> _WHAT YOU WILL DO_: Copy every entry below, exactly and in full.

> _DATASET EXCERPTS_:
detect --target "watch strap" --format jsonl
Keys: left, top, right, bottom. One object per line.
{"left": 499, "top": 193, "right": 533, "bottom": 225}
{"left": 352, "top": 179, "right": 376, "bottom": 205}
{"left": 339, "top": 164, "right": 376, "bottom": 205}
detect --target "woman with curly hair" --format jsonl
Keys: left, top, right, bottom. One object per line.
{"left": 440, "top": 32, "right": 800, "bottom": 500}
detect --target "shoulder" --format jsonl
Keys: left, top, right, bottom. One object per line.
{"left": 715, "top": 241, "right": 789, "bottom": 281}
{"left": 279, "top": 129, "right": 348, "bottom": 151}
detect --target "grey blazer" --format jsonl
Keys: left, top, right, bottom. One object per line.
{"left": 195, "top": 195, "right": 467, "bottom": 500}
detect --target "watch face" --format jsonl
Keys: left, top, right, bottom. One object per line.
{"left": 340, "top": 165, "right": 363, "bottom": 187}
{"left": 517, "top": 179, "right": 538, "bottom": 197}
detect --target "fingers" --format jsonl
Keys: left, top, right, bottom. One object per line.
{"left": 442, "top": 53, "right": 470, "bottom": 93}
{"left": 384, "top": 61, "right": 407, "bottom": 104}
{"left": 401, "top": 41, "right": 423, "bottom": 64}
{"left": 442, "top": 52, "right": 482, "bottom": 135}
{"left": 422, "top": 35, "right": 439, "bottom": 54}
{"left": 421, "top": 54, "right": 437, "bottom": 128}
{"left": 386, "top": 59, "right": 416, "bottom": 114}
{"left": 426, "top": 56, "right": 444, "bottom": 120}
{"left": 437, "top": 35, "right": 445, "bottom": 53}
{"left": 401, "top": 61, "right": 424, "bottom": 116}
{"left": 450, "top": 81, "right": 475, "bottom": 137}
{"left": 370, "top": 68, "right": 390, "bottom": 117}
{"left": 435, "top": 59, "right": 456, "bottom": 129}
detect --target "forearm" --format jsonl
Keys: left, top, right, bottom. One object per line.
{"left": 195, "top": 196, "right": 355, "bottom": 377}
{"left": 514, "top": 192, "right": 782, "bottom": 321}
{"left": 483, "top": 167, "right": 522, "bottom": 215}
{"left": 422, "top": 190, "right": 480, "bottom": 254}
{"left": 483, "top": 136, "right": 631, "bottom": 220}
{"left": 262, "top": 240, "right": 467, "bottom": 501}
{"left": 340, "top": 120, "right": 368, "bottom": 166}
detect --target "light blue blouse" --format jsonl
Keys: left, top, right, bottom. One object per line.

> _RESULT_:
detect --target "watch strap" --format jsonl
Keys: left, top, right, bottom. One object per line.
{"left": 499, "top": 193, "right": 533, "bottom": 225}
{"left": 352, "top": 179, "right": 376, "bottom": 205}
{"left": 339, "top": 164, "right": 376, "bottom": 205}
detect --target "woman with curly hair" --format jsonl
Keys: left, top, right, bottom. One object per line.
{"left": 440, "top": 32, "right": 800, "bottom": 500}
detect --target "shoulder" --format jsonl
Keys: left, top, right, bottom. One object per line.
{"left": 715, "top": 241, "right": 789, "bottom": 281}
{"left": 279, "top": 129, "right": 348, "bottom": 151}
detect --target "grey blazer" --format jsonl
Keys: left, top, right, bottom. One object per line.
{"left": 195, "top": 195, "right": 467, "bottom": 500}
detect --target "watch face" --format jsonl
Keys: left, top, right, bottom. One object per line.
{"left": 340, "top": 165, "right": 363, "bottom": 187}
{"left": 517, "top": 179, "right": 538, "bottom": 197}
detect --target "fingers" --format jsonl
Keys: left, top, right, bottom. One object per line.
{"left": 442, "top": 53, "right": 470, "bottom": 93}
{"left": 384, "top": 61, "right": 407, "bottom": 104}
{"left": 401, "top": 41, "right": 423, "bottom": 64}
{"left": 442, "top": 52, "right": 482, "bottom": 135}
{"left": 422, "top": 35, "right": 439, "bottom": 54}
{"left": 421, "top": 54, "right": 437, "bottom": 128}
{"left": 386, "top": 59, "right": 416, "bottom": 114}
{"left": 426, "top": 56, "right": 444, "bottom": 120}
{"left": 437, "top": 35, "right": 445, "bottom": 53}
{"left": 401, "top": 61, "right": 424, "bottom": 116}
{"left": 450, "top": 81, "right": 475, "bottom": 137}
{"left": 370, "top": 68, "right": 390, "bottom": 117}
{"left": 435, "top": 59, "right": 456, "bottom": 129}
detect --target "forearm" --format jsonl
Keys: left, top, right, bottom. One object per line.
{"left": 195, "top": 196, "right": 355, "bottom": 377}
{"left": 514, "top": 192, "right": 782, "bottom": 321}
{"left": 483, "top": 167, "right": 522, "bottom": 215}
{"left": 422, "top": 190, "right": 480, "bottom": 254}
{"left": 483, "top": 136, "right": 631, "bottom": 220}
{"left": 262, "top": 240, "right": 467, "bottom": 501}
{"left": 340, "top": 120, "right": 368, "bottom": 166}
detect --target "light blue blouse" --format jsonl
Keys: left, top, right, bottom. One object per line.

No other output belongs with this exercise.